Dataset rows on where objects appear:
####

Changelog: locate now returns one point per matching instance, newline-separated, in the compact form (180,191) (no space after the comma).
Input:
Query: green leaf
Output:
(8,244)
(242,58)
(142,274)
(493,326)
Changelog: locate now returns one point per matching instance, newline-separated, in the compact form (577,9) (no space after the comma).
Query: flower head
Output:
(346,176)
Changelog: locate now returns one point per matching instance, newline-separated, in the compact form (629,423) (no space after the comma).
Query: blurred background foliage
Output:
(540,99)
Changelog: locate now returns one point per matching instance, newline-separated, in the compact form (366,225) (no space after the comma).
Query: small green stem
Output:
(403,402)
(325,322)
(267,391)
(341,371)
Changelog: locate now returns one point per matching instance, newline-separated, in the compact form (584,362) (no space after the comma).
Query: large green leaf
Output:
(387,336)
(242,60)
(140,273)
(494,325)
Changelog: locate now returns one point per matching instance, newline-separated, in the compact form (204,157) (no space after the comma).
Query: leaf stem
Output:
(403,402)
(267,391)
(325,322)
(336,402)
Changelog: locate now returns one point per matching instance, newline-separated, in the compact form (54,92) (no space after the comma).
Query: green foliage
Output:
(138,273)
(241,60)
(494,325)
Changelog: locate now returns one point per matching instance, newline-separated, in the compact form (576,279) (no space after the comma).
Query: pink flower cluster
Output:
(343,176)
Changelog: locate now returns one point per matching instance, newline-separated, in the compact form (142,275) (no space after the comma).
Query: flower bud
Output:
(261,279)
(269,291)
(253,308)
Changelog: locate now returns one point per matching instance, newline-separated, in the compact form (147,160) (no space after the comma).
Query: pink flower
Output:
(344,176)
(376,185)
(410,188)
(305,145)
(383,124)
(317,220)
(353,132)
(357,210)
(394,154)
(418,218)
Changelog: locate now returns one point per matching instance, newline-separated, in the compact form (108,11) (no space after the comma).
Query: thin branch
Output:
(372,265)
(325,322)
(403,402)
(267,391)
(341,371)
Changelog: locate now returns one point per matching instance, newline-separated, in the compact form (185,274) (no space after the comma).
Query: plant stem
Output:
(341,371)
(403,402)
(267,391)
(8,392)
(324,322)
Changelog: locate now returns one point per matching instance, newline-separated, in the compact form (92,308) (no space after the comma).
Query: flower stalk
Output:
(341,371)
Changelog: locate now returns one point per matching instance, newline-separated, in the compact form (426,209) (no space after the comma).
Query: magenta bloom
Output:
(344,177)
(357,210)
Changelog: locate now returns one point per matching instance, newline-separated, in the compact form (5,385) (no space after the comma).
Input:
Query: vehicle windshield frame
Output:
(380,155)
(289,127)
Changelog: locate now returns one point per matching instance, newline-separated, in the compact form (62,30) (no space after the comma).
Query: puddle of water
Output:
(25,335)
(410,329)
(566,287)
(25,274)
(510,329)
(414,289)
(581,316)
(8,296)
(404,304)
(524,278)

####

Work required: The whole listing above needs to be written out again exactly.

Answer to the problem:
Changelog: locate now returns one point per matching instance, newline-separated, in the compact form (180,191) (no space after the comma).
Input:
Query: green leaf
Output:
(8,244)
(242,58)
(142,274)
(493,326)
Changelog: locate now returns one point per matching instance, newline-separated, in the compact form (577,9) (no space after the comma).
Query: flower head
Output:
(346,176)
Changelog: locate now returns one point per matching instance, newline-separated, in the compact form (629,423) (no space after the comma).
Query: blurred background foliage
Output:
(540,99)
Changelog: locate now returns one point per matching instance, newline-separated, in the compact form (366,225) (no space after the comma).
Query: small green stem
Output:
(403,402)
(325,322)
(267,391)
(341,371)
Changelog: locate now returns one point per matching instance, newline-separated, in the compact form (584,362) (no space after the comma).
Query: large green leaf
Output:
(387,336)
(242,60)
(140,273)
(494,325)
Changelog: locate now returns one point per matching instance, newline-separated, in the compact form (204,157) (no space after the comma).
Query: leaf stem
Output:
(403,402)
(267,391)
(325,322)
(336,402)
Changelog: locate now returns one point per matching instance, newline-separated, in the compact form (54,92) (no space after the comma).
Query: green foliage
Output:
(138,273)
(241,60)
(494,325)
Changelog: locate now returns one point per matching instance, newline-separated, in the compact form (576,279) (no space after the comma).
Query: pink flower cluster
Output:
(343,176)
Changelog: locate now returns one point per matching instance, newline-separated, in the compact form (142,275) (no space after the comma).
Query: flower bud
Output:
(261,279)
(269,291)
(253,308)
Changelog: locate now returns one point per matching instance, newline-separated, in the compact form (147,160) (no space after the comma).
Query: pink flower
Output:
(344,176)
(376,185)
(410,188)
(305,145)
(383,124)
(317,220)
(353,132)
(357,210)
(394,154)
(418,218)
Changelog: locate now returns one point per matching instance, newline-separated, in the compact form (108,11) (no space after the comma).
Query: thin branch
Output:
(372,265)
(325,322)
(403,402)
(267,391)
(341,371)
Changelog: locate now returns one point per matching instance, newline-separated, in the compact form (185,274) (no space after the comma).
Query: plant stem
Output:
(341,371)
(403,402)
(267,391)
(8,392)
(324,322)
Changelog: locate now returns one point per matching instance, newline-separated, in the compact form (92,308) (no space after the comma).
Query: flower stalk
Output:
(341,371)
Changelog: locate now returns one point per matching instance, newline-separated, in the compact form (426,209) (no space after the comma).
Query: magenta bloom
Output:
(344,177)
(357,210)
Changelog: locate now returns one point per matching instance, newline-separated, in the compact form (5,385) (no space after the comma).
Input:
Query: vehicle windshield frame
Output:
(380,155)
(289,127)
Changelog: locate now returns one point per matching instance, newline-separated, in the compact form (62,30) (no space after the comma).
Query: puddle of water
Output:
(25,335)
(410,329)
(566,287)
(25,274)
(510,329)
(414,289)
(581,316)
(8,296)
(404,304)
(524,278)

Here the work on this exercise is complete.